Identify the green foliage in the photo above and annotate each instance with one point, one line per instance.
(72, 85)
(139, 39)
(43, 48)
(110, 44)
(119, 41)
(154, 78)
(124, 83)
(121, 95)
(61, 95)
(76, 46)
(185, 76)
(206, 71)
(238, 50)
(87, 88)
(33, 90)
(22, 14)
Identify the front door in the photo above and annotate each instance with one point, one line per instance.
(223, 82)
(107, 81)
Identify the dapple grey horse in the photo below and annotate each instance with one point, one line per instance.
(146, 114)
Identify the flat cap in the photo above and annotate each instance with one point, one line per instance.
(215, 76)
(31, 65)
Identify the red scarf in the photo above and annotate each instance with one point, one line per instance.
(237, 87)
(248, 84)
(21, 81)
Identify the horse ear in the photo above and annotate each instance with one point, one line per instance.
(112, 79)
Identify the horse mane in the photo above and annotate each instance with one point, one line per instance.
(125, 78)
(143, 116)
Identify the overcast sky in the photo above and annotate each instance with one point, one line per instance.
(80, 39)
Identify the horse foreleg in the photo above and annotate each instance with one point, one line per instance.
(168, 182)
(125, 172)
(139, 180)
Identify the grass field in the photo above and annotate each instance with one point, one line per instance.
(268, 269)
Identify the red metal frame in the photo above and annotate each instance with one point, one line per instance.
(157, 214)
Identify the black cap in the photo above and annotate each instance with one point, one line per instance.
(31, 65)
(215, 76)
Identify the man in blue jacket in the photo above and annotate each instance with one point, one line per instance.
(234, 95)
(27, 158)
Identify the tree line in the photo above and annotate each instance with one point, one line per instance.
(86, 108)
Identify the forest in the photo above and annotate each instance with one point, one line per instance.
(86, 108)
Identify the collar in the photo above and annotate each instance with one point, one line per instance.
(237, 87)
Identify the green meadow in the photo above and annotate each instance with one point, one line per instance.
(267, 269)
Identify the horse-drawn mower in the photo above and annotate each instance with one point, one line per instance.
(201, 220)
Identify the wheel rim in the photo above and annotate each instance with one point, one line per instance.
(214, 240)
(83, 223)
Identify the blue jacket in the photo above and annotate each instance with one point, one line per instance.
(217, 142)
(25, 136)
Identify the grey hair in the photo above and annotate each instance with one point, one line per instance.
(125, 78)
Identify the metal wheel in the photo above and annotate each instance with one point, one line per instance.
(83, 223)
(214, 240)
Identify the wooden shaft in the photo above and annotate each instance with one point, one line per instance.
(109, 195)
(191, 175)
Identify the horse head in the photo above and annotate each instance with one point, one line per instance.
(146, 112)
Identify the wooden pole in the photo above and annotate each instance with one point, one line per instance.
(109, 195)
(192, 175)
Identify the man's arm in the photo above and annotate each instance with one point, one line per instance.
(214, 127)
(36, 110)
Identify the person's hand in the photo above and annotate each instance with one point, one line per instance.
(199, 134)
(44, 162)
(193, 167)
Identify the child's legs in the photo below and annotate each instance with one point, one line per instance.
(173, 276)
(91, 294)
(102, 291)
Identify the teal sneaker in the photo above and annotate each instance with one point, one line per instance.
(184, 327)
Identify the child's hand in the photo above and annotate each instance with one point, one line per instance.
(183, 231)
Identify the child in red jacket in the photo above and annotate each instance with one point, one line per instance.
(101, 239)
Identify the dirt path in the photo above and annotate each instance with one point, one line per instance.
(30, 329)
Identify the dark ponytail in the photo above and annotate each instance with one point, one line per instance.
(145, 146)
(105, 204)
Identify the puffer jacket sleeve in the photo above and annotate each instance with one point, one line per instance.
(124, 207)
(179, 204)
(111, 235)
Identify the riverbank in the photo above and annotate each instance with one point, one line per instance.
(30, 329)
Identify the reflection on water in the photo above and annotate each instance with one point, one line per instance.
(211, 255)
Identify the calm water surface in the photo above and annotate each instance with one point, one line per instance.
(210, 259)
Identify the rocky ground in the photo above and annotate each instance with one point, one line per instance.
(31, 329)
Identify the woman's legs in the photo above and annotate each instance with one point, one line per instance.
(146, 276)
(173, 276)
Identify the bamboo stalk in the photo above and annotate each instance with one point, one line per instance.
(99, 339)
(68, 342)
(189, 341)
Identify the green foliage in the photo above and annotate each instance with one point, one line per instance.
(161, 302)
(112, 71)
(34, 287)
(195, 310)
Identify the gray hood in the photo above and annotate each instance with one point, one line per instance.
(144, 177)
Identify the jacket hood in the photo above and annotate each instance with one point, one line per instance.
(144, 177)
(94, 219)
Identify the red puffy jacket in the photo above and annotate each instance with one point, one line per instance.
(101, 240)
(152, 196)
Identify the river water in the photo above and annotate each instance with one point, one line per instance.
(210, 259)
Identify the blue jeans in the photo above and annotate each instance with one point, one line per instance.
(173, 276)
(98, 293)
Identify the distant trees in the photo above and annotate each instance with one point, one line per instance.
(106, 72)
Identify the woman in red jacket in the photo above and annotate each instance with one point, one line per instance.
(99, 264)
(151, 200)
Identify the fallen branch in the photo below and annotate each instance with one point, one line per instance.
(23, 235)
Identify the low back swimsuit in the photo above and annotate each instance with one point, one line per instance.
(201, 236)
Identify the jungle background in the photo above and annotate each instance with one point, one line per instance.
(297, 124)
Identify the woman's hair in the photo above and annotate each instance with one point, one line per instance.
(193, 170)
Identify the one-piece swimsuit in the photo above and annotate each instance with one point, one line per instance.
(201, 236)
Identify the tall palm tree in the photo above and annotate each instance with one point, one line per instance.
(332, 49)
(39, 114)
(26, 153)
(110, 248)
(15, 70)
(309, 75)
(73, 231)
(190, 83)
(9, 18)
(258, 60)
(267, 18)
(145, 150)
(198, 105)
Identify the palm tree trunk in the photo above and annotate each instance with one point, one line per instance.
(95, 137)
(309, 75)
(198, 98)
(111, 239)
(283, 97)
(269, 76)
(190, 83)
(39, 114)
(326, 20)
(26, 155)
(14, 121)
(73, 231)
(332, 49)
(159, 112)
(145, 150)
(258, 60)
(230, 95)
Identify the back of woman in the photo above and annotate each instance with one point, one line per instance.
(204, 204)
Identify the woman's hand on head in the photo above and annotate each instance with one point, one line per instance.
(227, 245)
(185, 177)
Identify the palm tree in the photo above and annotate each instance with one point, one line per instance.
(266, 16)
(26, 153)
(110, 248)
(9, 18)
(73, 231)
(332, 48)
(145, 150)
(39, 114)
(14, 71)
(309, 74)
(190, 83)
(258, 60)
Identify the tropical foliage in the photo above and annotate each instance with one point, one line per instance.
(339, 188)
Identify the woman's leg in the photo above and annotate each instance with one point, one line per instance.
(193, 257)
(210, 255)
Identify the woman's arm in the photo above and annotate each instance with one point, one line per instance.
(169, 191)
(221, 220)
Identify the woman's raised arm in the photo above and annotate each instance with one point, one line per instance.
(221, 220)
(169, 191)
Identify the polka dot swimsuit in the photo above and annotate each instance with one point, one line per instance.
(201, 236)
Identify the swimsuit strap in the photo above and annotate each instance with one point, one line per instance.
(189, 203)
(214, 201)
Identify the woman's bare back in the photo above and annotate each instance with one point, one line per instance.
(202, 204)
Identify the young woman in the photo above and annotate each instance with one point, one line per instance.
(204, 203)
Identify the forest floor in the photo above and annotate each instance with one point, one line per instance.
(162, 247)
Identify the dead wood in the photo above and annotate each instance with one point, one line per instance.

▶ [Task statement]:
Extract all the material, leaving every line as it is.

▶ [Problem solution]:
Identify the green foliage in the photo above and annotate each instance with one point, one line per instance.
(72, 85)
(139, 39)
(43, 48)
(110, 44)
(119, 41)
(154, 78)
(124, 83)
(121, 95)
(61, 95)
(76, 46)
(185, 76)
(206, 71)
(238, 50)
(87, 88)
(33, 90)
(22, 14)
Identify the front door in the photo above and annotate each instance with one point, one line per instance.
(223, 82)
(107, 81)
Identify the dapple grey horse in the photo below and annotate each instance with one point, one line per instance.
(146, 114)
Identify the flat cap in the photo above and annotate each instance with one point, one line per instance.
(215, 76)
(31, 65)
Identify the red scarf in the photo above and annotate each instance with one point, one line per instance.
(237, 87)
(248, 84)
(21, 81)
Identify the horse ear in the photo above and annotate each instance with one point, one line per instance.
(112, 79)
Identify the horse mane in the photo above and annotate each instance with one point, one line per instance.
(125, 78)
(143, 116)
Identify the overcast sky in the photo above and annotate each instance with one point, one line per instance.
(80, 39)
Identify the horse foreleg in the photo above and annotate each instance with one point, one line per instance.
(168, 182)
(125, 172)
(139, 180)
Identify the grass field in the photo above and annotate each instance with one point, one line per instance.
(268, 269)
Identify the red metal frame in the photo above and annotate each instance with one point, one line per instance.
(157, 214)
Identify the black cap in the photo above and annotate each instance with one point, one line per instance.
(31, 65)
(215, 76)
Identify the man in blue jacket in the photo above and annotate each instance with one point, one line per instance.
(234, 95)
(27, 158)
Identify the tree line in the photo above and annotate each instance with one point, one line per instance.
(86, 108)
Identify the forest in the photo above and annotate each instance with one point, one line per instance.
(86, 108)
Identify the collar in the photo above and annotate each instance with one point, one line per instance.
(237, 87)
Identify the green meadow in the photo above and annotate each instance with one point, one line per instance.
(267, 269)
Identify the horse-drawn mower in the photo above and annotate each instance with one point, one line per instance.
(201, 220)
Identify the wheel rim in the photo above and annotate each instance with one point, one line per instance.
(214, 240)
(83, 223)
Identify the blue jacket in the photo above and annotate each instance with one point, one line per instance.
(217, 142)
(25, 136)
Identify the grey hair in the photo above and annotate each instance with one point, one line per instance.
(125, 78)
Identify the metal wheel in the photo above and annotate each instance with one point, one line per instance.
(83, 223)
(214, 240)
Identify the wooden shaft in the photo above and annotate each instance with one point, one line per instance.
(109, 195)
(191, 175)
Identify the horse head in the photo above and annotate each instance with one point, one line per instance.
(146, 112)
Identify the wooden pole in the photo above and annotate each instance with one point, one line per instance.
(109, 195)
(192, 175)
Identify the man's arm in the photo above and annotate each instance with one point, one line per instance.
(214, 127)
(36, 110)
Identify the person's hand in the photo above and annotate each instance with one point, one line per instance.
(199, 134)
(44, 162)
(193, 167)
Identify the child's legs in the photo below and annotate each instance with one point, one line per instance.
(173, 276)
(91, 294)
(102, 291)
Identify the teal sneaker in the photo above and annotate each instance with one point, one line per instance.
(184, 327)
Identify the child's hand in the photo above and annotate each instance with one point, one line per instance.
(183, 231)
Identify the child in red jacket in the photo above and annotate each instance with one point, one line per instance.
(101, 239)
Identify the dirt path in the photo above and annotate each instance with one point, one line per instance.
(30, 329)
Identify the dark ponytail in the photo above and annotate each instance with one point, one line per instance.
(145, 146)
(105, 204)
Identify the puffer jacket sleeve in the photo above and annotate each instance with one point, one line per instance.
(124, 207)
(179, 204)
(111, 235)
Identify the riverbank in the photo above and annotate each instance with one point, one line per instance.
(30, 329)
Identify the reflection on water in the photo above and annotate each instance with one point, one line per instance.
(211, 255)
Identify the calm water surface in the photo above and annotate each instance with one point, one line per instance.
(210, 259)
Identify the rocky ground in the photo above and annotate each instance with one point, one line per instance.
(31, 329)
Identify the woman's legs in the photo above and annotate each instance with one point, one line per instance.
(146, 276)
(173, 276)
Identify the bamboo stalk in the photo above and annotate each instance with one point, one line per instance.
(99, 339)
(68, 342)
(189, 341)
Identify the green foliage in the photo above and annotate each instance with one point, one line per instance.
(161, 302)
(112, 71)
(34, 287)
(195, 310)
Identify the gray hood in the photo above and annotate each instance with one point, one line per instance.
(144, 177)
Identify the jacket hood in the photo above and annotate each instance with one point, one line per instance.
(144, 177)
(94, 219)
Identify the red puffy jacket in the photo above and annotate each instance with one point, one line per instance.
(101, 240)
(152, 196)
Identify the river water in the photo above and annotate each instance with one point, one line per instance.
(210, 259)
Identify the blue jeans in the photo above and annotate each instance with one point, one line per instance.
(173, 276)
(98, 293)
Identify the distant trees in the photo above and annotate each instance with one point, one line per instance.
(106, 72)
Identify the woman in red jacket in the photo above and annotate each instance with one point, one line per instance.
(99, 264)
(151, 200)
Identify the fallen branch in the photo below and annotate each instance with one point, one line per instance.
(23, 235)
Identify the low back swimsuit in the photo above and annotate each instance with one point, one line per instance.
(201, 236)
Identify the jungle background in the photo above and annotate each instance with one point, one line per instance.
(297, 124)
Identify the woman's hair in the photo above and annotate each instance with one point, one line per instance.
(193, 170)
Identify the one-piece swimsuit in the photo above and annotate each instance with one point, one line per instance.
(201, 236)
Identify the tall palm tree in the photo above and annotate each instance with one point, one line per instance.
(332, 49)
(39, 114)
(26, 153)
(110, 248)
(15, 70)
(309, 75)
(73, 231)
(190, 83)
(9, 18)
(258, 60)
(267, 18)
(145, 150)
(198, 105)
Identify the palm tree trunk in the photo above and annotate each instance with one point, one line per instance.
(95, 137)
(309, 75)
(198, 98)
(111, 239)
(283, 97)
(269, 76)
(190, 83)
(39, 114)
(326, 20)
(26, 155)
(14, 121)
(73, 231)
(332, 49)
(159, 112)
(145, 150)
(258, 60)
(230, 95)
Identify the back of woman in the photo above and annotate each instance with one point, one line per instance.
(204, 204)
Identify the woman's hand on head in the photo above and annotate each instance with one point, one line per instance.
(227, 245)
(185, 177)
Identify the palm tree in the photo above and annotate each instance with one point, one line per instance.
(266, 16)
(26, 153)
(110, 248)
(9, 18)
(73, 231)
(332, 48)
(145, 150)
(39, 114)
(14, 71)
(309, 74)
(190, 83)
(258, 60)
Identify the tropical foliage in the photo above and annotate each instance with one point, one line per instance.
(339, 188)
Identify the woman's leg in the photo above and annotate each instance with one point, one line per instance.
(193, 257)
(210, 255)
Identify the woman's arm in the photo above and annotate each instance with one point, one line per instance.
(169, 191)
(221, 220)
Identify the woman's raised arm in the photo above and annotate each instance with one point, one line per instance.
(221, 220)
(169, 191)
Identify the polka dot swimsuit in the photo above and annotate each instance with one point, one line per instance.
(201, 236)
Identify the swimsuit strap in the photo above and annotate each instance with one point, one line per instance.
(189, 203)
(214, 201)
Identify the woman's bare back in the photo above and annotate each instance with one point, one line per instance.
(202, 204)
Identify the young woman in the photo above and annotate each instance with one point, one line per instance.
(204, 203)
Identify the forest floor in the photo above and annotate each instance with one point, one line per instance.
(162, 247)
Identify the dead wood in the photo above and annotate each instance with one point, one line per instance.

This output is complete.